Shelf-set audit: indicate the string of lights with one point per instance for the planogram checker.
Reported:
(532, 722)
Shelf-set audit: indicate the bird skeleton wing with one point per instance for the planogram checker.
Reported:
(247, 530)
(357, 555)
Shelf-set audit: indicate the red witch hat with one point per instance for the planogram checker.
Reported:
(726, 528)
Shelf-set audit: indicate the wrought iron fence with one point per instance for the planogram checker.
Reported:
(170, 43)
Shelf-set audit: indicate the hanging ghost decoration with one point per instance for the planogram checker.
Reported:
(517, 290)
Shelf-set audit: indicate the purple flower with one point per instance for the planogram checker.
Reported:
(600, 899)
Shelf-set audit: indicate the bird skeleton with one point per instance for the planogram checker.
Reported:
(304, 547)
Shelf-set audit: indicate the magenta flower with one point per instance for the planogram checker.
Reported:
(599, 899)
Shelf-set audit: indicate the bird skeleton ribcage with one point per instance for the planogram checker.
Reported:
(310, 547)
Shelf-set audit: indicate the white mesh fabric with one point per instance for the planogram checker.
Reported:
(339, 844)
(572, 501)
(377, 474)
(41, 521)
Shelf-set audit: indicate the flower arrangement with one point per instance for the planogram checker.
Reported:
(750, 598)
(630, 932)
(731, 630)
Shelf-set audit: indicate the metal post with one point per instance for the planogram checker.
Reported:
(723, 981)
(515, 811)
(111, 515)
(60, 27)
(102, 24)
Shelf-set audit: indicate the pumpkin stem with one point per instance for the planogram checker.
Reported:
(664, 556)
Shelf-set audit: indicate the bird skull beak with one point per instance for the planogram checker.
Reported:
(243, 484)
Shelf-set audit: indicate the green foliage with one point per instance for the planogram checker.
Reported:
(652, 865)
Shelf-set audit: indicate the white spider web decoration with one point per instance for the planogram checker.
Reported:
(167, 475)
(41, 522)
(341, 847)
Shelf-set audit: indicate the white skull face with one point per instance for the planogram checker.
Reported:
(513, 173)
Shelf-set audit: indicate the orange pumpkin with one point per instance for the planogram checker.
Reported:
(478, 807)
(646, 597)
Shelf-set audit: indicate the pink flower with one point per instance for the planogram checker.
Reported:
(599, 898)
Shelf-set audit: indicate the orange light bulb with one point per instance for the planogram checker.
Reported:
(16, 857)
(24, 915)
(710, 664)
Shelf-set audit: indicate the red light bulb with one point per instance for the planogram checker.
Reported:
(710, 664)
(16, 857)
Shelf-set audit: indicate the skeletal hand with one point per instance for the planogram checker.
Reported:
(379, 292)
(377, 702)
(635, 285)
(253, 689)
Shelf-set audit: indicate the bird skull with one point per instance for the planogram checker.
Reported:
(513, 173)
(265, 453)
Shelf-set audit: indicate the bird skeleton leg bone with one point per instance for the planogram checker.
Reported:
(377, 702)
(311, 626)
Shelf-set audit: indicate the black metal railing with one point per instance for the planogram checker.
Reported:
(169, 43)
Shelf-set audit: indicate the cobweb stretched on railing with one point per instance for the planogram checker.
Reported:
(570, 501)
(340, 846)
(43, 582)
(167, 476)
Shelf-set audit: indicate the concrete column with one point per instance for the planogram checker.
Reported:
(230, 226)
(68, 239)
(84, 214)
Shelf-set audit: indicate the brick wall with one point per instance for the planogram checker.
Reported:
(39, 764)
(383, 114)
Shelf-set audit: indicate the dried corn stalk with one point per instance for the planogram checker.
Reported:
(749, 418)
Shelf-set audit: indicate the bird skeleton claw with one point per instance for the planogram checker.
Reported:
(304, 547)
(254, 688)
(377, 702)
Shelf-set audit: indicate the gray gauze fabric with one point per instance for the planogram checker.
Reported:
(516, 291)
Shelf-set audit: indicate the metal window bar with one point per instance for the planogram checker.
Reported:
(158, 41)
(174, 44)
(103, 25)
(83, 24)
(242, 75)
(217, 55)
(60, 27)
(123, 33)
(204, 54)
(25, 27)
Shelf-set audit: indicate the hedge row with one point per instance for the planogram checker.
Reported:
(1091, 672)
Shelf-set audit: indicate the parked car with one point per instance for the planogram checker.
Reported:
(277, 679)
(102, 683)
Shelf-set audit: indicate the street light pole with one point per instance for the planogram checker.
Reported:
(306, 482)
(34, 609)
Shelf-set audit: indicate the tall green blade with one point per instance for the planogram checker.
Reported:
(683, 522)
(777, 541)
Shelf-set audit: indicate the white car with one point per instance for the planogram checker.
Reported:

-------------------------

YOUR GOAL — Repeat the entries shown above, every one, word for word.

ANSWER IN FULL —
Shelf-set audit: indicate the string of lights with one point per instance for the planogram checker.
Reported:
(532, 722)
Shelf-set audit: indicate the bird skeleton wing with one point per instance for the planogram checker.
Reported:
(247, 530)
(357, 555)
Shelf-set audit: indicate the red witch hat with one point per instance for the planogram checker.
Reported:
(726, 528)
Shelf-set audit: indicate the wrought iron fence with one point per instance for the planogram checker.
Reported:
(170, 43)
Shelf-set audit: indicate the hanging ghost decoration with one point per instance for the planogram checker.
Reported:
(517, 290)
Shelf-set audit: indicate the purple flower with one point per instance for the planogram checker.
Reported:
(600, 899)
Shelf-set audit: indicate the bird skeleton with one point per instance for the planogram checker.
Reported:
(304, 547)
Shelf-set audit: indicate the magenta flower with one point per instance for the planogram checker.
Reported:
(599, 899)
Shelf-set audit: indicate the bird skeleton ribcage with one point per instance for the planogram checker.
Reported:
(310, 547)
Shelf-set audit: indicate the white mesh fabric with one point per instance for the planogram checker.
Reported:
(339, 844)
(572, 501)
(377, 474)
(41, 521)
Shelf-set audit: indicate the flower arrangement with one point per instance for the planogram checker.
Reported:
(750, 598)
(630, 932)
(731, 630)
Shelf-set audit: indicate the metal post with one point per instance for the planogram checker.
Reported:
(723, 981)
(515, 811)
(111, 515)
(60, 27)
(102, 24)
Shelf-set audit: indicate the pumpkin stem with one point per instance for the planogram checker.
Reported:
(664, 556)
Shelf-set audit: indicate the bird skull beak with one point per instance for the planogram checker.
Reported:
(243, 484)
Shelf-set audit: indicate the green foliage with one point per instance for the planogram checker.
Reported:
(652, 865)
Shelf-set audit: indicate the white spider web decoration with one point per instance for the planogram checker.
Reported:
(167, 475)
(41, 522)
(341, 847)
Shelf-set audit: indicate the white skull face with one point per instance for the planogram checker.
Reported:
(513, 173)
Shelf-set audit: indicate the orange pumpkin with one point per instance for the planogram checker.
Reported:
(478, 807)
(646, 597)
Shelf-set audit: indicate the pink flower with one point per instance for the planogram checker.
Reported:
(599, 898)
Shelf-set audit: indicate the orange light bulb with one point per instance for the planogram checker.
Reported:
(16, 857)
(24, 915)
(710, 664)
Shelf-set audit: indicate the red light bulb with one point per instance for the planogram checker.
Reported:
(710, 664)
(16, 857)
Shelf-set audit: indicate the skeletal hand with one point per instance for the planogram checker.
Reported:
(379, 292)
(377, 702)
(635, 285)
(253, 689)
Shelf-set audit: indicate the bird skull with one point per instance for the planogram checker.
Reported:
(513, 173)
(265, 453)
Shelf-set audit: indicate the bird skeleton leg bone with one point per instance for the planogram checker.
Reported:
(377, 702)
(311, 626)
Shelf-set audit: indicate the black metal railing with one point per instance for the planogram checker.
Reported:
(169, 43)
Shelf-set audit: indicate the cobweb stretched on railing with one point per instance for the planogram checker.
Reported:
(570, 501)
(340, 846)
(43, 582)
(167, 476)
Shelf-set audit: indicate the concrete column with one point per instance for the planogram checker.
Reported:
(230, 226)
(68, 239)
(84, 214)
Shelf-set audit: indicate the brick wall with one point per instance for the planogram checker.
Reported:
(39, 764)
(383, 114)
Shelf-set audit: indicate the dried corn stalk with one point per instance for the planogram checker.
Reported:
(749, 418)
Shelf-set audit: indicate the bird skeleton claw with one point per instance for the planogram checker.
Reported:
(304, 547)
(254, 688)
(377, 702)
Shelf-set audit: indicate the gray gauze fabric with one point per instance for the planogram checker.
Reported:
(516, 291)
Shelf-set audit: indicate the metal window bar with one point per instance for the planogram checker.
Reported:
(158, 41)
(174, 44)
(103, 25)
(83, 24)
(242, 75)
(217, 55)
(60, 27)
(123, 33)
(204, 54)
(25, 27)
Shelf-set audit: indicate the hedge row with one point per instance for the planogram checker.
Reported:
(1091, 672)
Shelf-set audit: indicate the parked car with one point per instance for the planogram checker.
Reported:
(277, 679)
(102, 683)
Shelf-set audit: indicate the street light pole with one point per instance for the planogram checker.
Reported:
(306, 482)
(34, 609)
Shelf-set audit: indicate the tall green blade with one point per instance for the planogram checker.
Reported:
(683, 522)
(777, 541)
Shelf-set audit: indicate the white car with one point per instance for the planogram checker.
Reported:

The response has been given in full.